**DIRECTIONS:** Locate the line containing "out the red-topped" in the material below. Copy that line and all following lines through the end exactly, omitting any pictures.

**GIVEN ENTRIES:**
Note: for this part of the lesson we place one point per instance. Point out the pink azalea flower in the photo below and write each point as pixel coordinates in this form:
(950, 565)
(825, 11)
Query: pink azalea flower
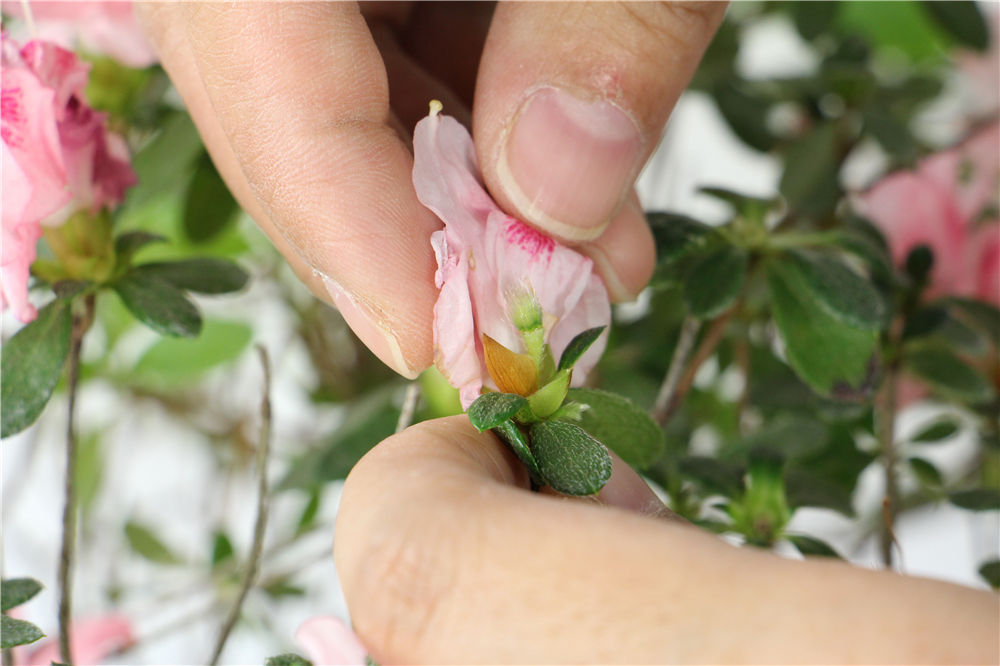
(326, 641)
(58, 157)
(949, 203)
(484, 256)
(107, 28)
(92, 641)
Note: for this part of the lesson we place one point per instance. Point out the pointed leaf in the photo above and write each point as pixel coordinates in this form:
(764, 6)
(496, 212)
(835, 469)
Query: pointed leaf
(549, 398)
(511, 435)
(159, 305)
(832, 356)
(621, 425)
(145, 543)
(512, 372)
(844, 294)
(31, 365)
(491, 409)
(949, 375)
(578, 346)
(203, 275)
(569, 459)
(15, 591)
(977, 499)
(712, 285)
(17, 632)
(937, 431)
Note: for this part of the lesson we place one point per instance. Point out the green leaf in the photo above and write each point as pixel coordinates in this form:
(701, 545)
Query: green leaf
(145, 543)
(569, 459)
(130, 242)
(713, 284)
(926, 472)
(962, 20)
(621, 425)
(203, 275)
(809, 546)
(16, 591)
(511, 435)
(937, 431)
(31, 365)
(677, 236)
(843, 293)
(832, 356)
(990, 571)
(977, 499)
(287, 660)
(948, 374)
(172, 361)
(159, 305)
(208, 206)
(578, 346)
(17, 632)
(810, 182)
(491, 409)
(222, 548)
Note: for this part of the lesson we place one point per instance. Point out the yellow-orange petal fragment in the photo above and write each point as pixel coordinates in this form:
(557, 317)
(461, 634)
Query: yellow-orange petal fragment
(512, 372)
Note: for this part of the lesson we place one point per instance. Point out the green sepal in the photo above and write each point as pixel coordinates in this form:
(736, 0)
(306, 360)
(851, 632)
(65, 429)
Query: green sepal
(491, 409)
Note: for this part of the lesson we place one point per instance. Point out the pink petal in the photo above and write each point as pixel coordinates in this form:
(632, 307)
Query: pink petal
(327, 640)
(93, 640)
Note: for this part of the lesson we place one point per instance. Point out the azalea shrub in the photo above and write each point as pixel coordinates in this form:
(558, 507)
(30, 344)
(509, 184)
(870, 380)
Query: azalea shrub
(762, 371)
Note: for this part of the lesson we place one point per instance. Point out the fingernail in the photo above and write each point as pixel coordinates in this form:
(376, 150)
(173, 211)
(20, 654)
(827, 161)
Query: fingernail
(567, 164)
(377, 338)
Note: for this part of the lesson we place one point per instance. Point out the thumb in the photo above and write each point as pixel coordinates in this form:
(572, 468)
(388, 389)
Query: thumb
(571, 101)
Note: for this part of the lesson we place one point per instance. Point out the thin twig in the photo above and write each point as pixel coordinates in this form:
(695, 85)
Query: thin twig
(885, 425)
(253, 564)
(66, 554)
(409, 406)
(685, 341)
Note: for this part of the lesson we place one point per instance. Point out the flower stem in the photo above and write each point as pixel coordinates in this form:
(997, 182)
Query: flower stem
(665, 398)
(81, 323)
(885, 425)
(410, 401)
(253, 564)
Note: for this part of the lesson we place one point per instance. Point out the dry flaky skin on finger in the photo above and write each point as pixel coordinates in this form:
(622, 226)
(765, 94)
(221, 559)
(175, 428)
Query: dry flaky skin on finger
(444, 557)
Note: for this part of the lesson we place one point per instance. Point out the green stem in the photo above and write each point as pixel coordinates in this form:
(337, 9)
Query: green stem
(885, 425)
(253, 564)
(81, 323)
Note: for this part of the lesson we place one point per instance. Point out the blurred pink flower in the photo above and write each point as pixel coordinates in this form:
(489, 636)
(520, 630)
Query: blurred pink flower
(483, 255)
(327, 640)
(949, 203)
(58, 156)
(92, 641)
(107, 28)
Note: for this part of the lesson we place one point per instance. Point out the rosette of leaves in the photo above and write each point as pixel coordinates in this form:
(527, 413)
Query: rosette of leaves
(13, 593)
(561, 435)
(89, 262)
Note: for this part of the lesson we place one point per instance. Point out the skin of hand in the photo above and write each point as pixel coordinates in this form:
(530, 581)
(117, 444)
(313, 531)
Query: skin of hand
(306, 111)
(445, 557)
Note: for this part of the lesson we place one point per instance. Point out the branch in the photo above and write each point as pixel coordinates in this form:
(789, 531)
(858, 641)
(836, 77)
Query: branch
(253, 564)
(81, 323)
(665, 398)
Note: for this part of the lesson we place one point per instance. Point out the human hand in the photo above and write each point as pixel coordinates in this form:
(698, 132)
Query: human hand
(445, 557)
(306, 110)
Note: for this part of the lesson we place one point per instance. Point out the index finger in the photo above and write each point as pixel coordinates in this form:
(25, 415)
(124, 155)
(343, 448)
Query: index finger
(293, 103)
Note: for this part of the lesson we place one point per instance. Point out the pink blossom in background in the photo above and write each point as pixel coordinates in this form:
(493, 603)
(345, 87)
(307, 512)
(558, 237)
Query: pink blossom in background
(949, 203)
(105, 28)
(92, 641)
(326, 640)
(58, 157)
(483, 254)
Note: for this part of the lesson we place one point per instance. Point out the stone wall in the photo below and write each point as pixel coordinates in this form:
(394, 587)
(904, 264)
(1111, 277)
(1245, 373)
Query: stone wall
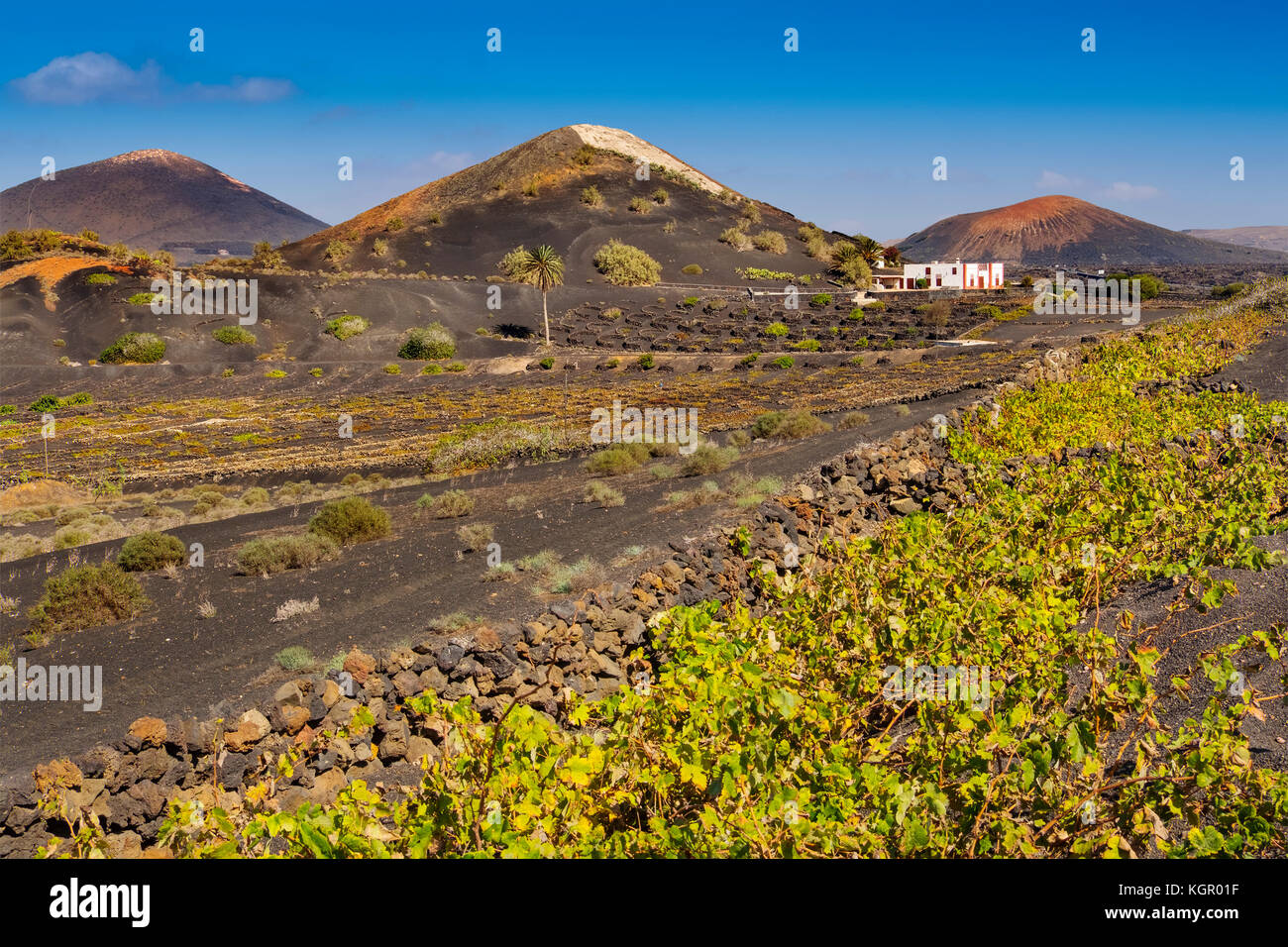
(575, 646)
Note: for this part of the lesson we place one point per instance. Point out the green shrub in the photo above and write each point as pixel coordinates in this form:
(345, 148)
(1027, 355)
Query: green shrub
(447, 505)
(626, 265)
(233, 335)
(475, 536)
(143, 348)
(295, 659)
(787, 424)
(85, 596)
(336, 252)
(430, 343)
(488, 445)
(347, 326)
(707, 459)
(352, 519)
(46, 402)
(619, 459)
(771, 241)
(151, 551)
(735, 237)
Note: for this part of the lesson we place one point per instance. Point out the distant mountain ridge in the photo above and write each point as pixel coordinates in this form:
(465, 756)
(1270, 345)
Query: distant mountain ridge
(1059, 230)
(155, 200)
(1260, 237)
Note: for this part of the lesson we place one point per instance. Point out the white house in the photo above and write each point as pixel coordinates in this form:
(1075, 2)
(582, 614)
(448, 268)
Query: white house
(948, 275)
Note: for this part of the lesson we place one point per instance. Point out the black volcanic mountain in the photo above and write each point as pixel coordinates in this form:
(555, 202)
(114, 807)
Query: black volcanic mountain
(155, 200)
(1064, 231)
(463, 224)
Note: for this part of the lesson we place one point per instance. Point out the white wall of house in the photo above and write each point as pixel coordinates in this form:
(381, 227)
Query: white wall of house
(951, 275)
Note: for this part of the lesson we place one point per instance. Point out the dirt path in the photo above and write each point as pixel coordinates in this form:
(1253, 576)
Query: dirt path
(171, 663)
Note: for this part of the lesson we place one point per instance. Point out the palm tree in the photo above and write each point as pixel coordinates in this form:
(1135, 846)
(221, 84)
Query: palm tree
(544, 269)
(870, 250)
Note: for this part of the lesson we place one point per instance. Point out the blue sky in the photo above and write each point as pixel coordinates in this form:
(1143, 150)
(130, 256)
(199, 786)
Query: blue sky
(842, 132)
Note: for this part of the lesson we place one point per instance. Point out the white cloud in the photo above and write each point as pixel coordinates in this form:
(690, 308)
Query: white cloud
(72, 80)
(1052, 179)
(1122, 191)
(75, 80)
(438, 163)
(1119, 191)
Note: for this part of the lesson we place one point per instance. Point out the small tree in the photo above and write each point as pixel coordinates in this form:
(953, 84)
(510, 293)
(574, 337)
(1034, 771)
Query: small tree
(544, 269)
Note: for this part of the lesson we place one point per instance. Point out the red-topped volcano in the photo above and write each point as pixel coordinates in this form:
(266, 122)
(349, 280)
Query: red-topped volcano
(1065, 231)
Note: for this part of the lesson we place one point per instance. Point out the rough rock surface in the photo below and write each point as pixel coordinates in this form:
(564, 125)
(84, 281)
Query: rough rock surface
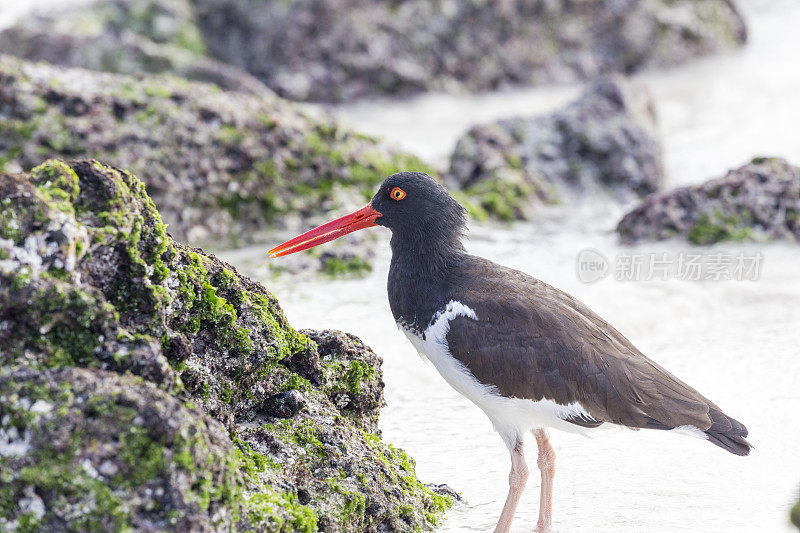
(124, 36)
(338, 50)
(795, 514)
(605, 140)
(134, 373)
(220, 166)
(760, 200)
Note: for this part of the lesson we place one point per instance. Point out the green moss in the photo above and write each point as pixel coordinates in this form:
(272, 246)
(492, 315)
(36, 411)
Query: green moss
(718, 227)
(357, 371)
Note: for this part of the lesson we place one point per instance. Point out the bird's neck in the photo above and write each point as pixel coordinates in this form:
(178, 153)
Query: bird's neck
(419, 277)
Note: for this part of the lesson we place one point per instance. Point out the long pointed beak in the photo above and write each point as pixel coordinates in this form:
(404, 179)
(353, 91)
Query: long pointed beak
(363, 218)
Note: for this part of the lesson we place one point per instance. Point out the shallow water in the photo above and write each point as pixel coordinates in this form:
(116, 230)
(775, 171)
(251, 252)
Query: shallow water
(736, 341)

**THE RESULT:**
Note: for this part of the lesson we place one point per instance. Point out the red-topped volcano in the photo above and write each point as pixel coordinates in this form:
(266, 122)
(349, 280)
Query: red-topped volcano
(1065, 231)
Note: for this part of the lesson we place one point per instance. Point out the rough rock surface in the photo below and write each point as pixel coordinates in this form:
(564, 125)
(84, 281)
Query: rough rock surface
(124, 36)
(338, 50)
(795, 514)
(605, 140)
(134, 373)
(220, 166)
(760, 200)
Note: for this part of the lesson we place one point per instance. Point out the green moss in the photo above and write each point as pixel coordinates in this form:
(272, 246)
(492, 315)
(36, 411)
Query: green moss
(718, 227)
(357, 371)
Note: for this part of the lesson we place one point per instance. Point out the bird's neck in the photo above and write each point as pixel coordinates in this form:
(178, 153)
Query: bird's neck
(419, 277)
Note: for this part of the lesson we place one point per instance. Point out the long pointed beak in the photo above and write each point as pixel coordinates in this form:
(404, 179)
(353, 91)
Query: long pointed beak
(363, 218)
Note: for this part of the lesson we place one point per instance. Point out the shallow water in the photo above and write each point as pixel coordinates in this form:
(116, 230)
(775, 171)
(251, 252)
Query: shallow water
(736, 341)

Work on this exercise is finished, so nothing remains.